▶ Task directions: Examine the entries below, count the lines holding the string "brown", and respond with the number only.

-------- Material for the task --------

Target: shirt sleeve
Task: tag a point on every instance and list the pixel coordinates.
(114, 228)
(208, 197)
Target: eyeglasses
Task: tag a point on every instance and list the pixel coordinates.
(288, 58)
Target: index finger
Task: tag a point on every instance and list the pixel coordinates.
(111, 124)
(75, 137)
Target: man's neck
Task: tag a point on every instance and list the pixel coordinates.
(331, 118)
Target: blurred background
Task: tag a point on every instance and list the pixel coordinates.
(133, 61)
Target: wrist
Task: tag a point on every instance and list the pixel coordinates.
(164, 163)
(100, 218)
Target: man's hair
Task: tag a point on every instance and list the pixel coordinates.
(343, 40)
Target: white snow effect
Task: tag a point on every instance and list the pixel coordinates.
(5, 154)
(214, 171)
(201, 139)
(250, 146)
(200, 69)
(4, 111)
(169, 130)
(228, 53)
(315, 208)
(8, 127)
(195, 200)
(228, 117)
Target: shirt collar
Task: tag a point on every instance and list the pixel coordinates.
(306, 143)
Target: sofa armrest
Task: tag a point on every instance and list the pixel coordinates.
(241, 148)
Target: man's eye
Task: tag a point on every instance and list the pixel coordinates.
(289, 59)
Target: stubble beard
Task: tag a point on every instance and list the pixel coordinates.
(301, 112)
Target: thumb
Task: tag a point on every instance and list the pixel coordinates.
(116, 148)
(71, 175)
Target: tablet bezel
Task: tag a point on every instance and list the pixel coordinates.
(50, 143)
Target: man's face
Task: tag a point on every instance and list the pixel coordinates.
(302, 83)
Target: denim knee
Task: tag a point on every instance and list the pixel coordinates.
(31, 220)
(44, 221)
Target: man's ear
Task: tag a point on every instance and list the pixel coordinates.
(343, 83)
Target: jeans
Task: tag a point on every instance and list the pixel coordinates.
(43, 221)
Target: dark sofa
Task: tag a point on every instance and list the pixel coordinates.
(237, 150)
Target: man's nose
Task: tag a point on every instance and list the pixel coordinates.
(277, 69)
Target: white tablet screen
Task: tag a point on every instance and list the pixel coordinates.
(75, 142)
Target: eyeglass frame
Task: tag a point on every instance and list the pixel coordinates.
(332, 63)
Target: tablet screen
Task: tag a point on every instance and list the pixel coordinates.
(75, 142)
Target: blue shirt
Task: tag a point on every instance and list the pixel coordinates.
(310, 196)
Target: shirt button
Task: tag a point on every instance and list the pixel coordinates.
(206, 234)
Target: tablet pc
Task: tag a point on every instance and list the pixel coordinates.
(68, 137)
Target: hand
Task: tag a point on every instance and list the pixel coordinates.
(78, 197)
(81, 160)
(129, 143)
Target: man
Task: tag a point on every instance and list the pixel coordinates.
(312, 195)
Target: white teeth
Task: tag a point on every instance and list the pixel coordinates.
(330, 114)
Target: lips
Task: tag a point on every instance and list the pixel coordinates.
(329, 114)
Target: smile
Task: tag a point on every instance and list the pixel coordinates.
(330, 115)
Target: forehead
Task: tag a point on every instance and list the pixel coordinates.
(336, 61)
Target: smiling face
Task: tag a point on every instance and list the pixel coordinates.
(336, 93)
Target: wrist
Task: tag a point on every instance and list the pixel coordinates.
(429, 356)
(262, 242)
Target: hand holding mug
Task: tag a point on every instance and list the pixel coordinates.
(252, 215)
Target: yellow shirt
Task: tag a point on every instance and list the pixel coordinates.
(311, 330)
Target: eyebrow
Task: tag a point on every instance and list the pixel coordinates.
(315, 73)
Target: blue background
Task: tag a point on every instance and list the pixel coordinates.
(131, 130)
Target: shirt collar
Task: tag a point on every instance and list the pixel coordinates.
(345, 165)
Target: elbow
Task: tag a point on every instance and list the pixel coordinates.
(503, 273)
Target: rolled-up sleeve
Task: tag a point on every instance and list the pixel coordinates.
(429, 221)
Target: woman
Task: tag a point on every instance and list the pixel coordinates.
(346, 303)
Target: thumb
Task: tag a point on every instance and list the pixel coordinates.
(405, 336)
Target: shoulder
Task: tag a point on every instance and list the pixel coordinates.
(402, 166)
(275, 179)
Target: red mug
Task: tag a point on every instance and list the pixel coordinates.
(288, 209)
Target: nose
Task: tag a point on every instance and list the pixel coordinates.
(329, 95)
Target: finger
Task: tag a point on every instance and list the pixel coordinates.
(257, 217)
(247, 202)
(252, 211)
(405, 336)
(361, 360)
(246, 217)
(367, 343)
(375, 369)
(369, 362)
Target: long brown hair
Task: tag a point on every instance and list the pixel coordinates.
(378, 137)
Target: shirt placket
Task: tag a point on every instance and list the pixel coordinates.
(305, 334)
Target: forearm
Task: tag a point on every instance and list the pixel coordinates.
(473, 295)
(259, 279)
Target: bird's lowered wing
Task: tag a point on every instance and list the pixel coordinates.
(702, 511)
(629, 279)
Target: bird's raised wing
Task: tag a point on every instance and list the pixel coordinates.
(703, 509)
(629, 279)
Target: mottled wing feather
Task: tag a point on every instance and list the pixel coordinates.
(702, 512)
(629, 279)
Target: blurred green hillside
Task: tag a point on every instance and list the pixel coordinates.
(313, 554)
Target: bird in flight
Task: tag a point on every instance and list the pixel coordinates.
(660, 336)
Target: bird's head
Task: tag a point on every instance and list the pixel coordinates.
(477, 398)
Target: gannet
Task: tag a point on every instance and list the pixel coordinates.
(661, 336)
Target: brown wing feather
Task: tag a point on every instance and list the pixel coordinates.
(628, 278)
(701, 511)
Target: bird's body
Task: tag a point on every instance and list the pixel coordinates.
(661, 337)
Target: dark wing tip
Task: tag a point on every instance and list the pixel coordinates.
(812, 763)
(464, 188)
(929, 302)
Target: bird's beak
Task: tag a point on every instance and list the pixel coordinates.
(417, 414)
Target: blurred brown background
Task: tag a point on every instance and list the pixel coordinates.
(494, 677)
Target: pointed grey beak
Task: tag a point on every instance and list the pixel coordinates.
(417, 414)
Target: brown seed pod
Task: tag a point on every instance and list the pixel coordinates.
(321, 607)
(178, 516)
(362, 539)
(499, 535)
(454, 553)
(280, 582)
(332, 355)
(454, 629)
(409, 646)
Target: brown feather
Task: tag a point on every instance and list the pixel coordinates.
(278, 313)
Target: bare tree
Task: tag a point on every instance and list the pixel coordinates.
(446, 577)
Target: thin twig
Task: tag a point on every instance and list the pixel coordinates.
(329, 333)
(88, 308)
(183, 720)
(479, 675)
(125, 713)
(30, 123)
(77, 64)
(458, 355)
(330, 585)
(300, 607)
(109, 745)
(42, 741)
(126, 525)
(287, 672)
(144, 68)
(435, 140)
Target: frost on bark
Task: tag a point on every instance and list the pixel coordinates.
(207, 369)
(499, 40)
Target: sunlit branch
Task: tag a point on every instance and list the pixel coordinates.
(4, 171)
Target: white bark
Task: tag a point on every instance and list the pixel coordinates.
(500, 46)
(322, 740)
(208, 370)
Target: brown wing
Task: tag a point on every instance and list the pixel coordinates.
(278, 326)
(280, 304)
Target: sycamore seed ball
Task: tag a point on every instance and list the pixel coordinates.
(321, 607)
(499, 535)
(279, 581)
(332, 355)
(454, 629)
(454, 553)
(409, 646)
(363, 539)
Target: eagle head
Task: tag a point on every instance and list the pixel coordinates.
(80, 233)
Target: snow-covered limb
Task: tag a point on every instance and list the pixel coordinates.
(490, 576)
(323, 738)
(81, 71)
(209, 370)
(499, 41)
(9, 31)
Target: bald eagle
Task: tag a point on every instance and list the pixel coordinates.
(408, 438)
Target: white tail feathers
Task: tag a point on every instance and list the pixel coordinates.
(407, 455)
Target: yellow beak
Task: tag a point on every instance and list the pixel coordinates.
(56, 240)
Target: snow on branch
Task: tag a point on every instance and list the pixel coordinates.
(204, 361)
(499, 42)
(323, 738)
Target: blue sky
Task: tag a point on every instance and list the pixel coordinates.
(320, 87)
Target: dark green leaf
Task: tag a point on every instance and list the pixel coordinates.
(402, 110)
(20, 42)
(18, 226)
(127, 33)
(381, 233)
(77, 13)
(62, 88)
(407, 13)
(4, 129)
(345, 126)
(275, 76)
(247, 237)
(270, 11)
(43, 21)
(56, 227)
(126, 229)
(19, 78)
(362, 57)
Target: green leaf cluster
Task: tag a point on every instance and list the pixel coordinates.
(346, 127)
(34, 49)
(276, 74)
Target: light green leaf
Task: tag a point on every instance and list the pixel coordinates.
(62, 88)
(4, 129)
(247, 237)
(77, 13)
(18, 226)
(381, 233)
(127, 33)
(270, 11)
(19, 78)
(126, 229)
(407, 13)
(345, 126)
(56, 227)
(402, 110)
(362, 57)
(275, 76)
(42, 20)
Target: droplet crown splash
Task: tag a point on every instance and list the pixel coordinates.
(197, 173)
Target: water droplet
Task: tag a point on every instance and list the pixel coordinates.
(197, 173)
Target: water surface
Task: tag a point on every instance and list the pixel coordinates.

--------

▶ Output of the task: 6